From e598b0df2e43f2e64254a0e1ddec608fd78025b1 Mon Sep 17 00:00:00 2001
From: Evandro Menezes <e.menezes@samsung.com>
Date: Mon, 4 Apr 2016 14:02:24 -0500
Subject: [PATCH 3/3] [AArch64] Emit division using the Newton series

2016-04-04  Evandro Menezes  <e.menezes@samsung.com>
            Wilco Dijkstra  <Wilco.Dijkstra@arm.com>

gcc/
	* config/aarch64/aarch64-protos.h
	(cpu_approx_modes): Add new member "division".
	(aarch64_emit_approx_div): Declare new function.
	* config/aarch64/aarch64.c
	(generic_approx_modes): New member "division".
	(exynosm1_approx_modes): Likewise.
	(xgene1_approx_modes): Likewise.
	(aarch64_emit_approx_div): Define new function.
	* config/aarch64/aarch64.md ("div<mode>3"): New expansion.
	* config/aarch64/aarch64-simd.md ("div<mode>3"): Likewise.
	* config/aarch64/aarch64.opt (-mlow-precision-div): Add new option.
	* doc/invoke.texi (-mlow-precision-div): Describe new option.
---
 gcc/config/aarch64/aarch64-protos.h |  2 +
 gcc/config/aarch64/aarch64-simd.md  | 14 +++++-
 gcc/config/aarch64/aarch64.c        | 92 +++++++++++++++++++++++++++++++++++++
 gcc/config/aarch64/aarch64.md       | 19 ++++++--
 gcc/config/aarch64/aarch64.opt      |  5 ++
 gcc/doc/invoke.texi                 | 10 ++++
 6 files changed, 137 insertions(+), 5 deletions(-)

diff --git a/gcc/config/aarch64/aarch64-protos.h b/gcc/config/aarch64/aarch64-protos.h
index fae558a..4b8e607 100644
--- a/gcc/config/aarch64/aarch64-protos.h
+++ b/gcc/config/aarch64/aarch64-protos.h
@@ -192,6 +192,7 @@  struct cpu_branch_cost
 /* Allowed modes for approximations.  */
 struct cpu_approx_modes
 {
+  const unsigned int division;		/* Division.  */
   const unsigned int sqrt;		/* Square root.  */
   const unsigned int recip_sqrt;	/* Reciprocal square root.  */
 };
@@ -387,6 +388,7 @@  void aarch64_relayout_simd_types (void);
 void aarch64_reset_previous_fndecl (void);
 void aarch64_save_restore_target_globals (tree);
 bool aarch64_emit_approx_sqrt (rtx, rtx, bool);
+bool aarch64_emit_approx_div (rtx, rtx, rtx);
 
 /* Initialize builtins for SIMD intrinsics.  */
 void init_aarch64_simd_builtins (void);
diff --git a/gcc/config/aarch64/aarch64-simd.md b/gcc/config/aarch64/aarch64-simd.md
index 883e2ed..96a62ac 100644
--- a/gcc/config/aarch64/aarch64-simd.md
+++ b/gcc/config/aarch64/aarch64-simd.md
@@ -1509,7 +1509,19 @@ 
   [(set_attr "type" "neon_fp_mul_<Vetype><q>")]
 )

== Dataset content ==
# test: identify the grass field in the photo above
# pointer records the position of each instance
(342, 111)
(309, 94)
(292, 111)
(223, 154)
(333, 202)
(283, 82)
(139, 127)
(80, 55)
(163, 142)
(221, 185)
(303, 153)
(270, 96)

== Exercise requirements ==
1 > For the patch excerpt, say whether each statement agrees with it, answering yes or no and quoting the deciding words: (a) the patch adds an option named -mlow-precision-div; (b) the patch changes seven files; (c) a member named "division" is added to cpu_approx_modes.
2 > Reproduce the passage of the patch excerpt starting with "(aarch64_emit_approx_div): Declare new" and going on through "Define new function.".
The listing plays no part in this work on the patch excerpt.

== Solutions to the tasks ==
1 >
(a) Yes: "(-mlow-precision-div): Add new option."
(b) No: "6 files changed, 137 insertions(+), 5 deletions(-)"
(c) Yes: "(cpu_approx_modes): Add new member "division"."

2 >
(aarch64_emit_approx_div): Declare new function.
	* config/aarch64/aarch64.c
	(generic_approx_modes): New member "division".
	(exynosm1_approx_modes): Likewise.
	(xgene1_approx_modes): Likewise.
	(aarch64_emit_approx_div): Define new function.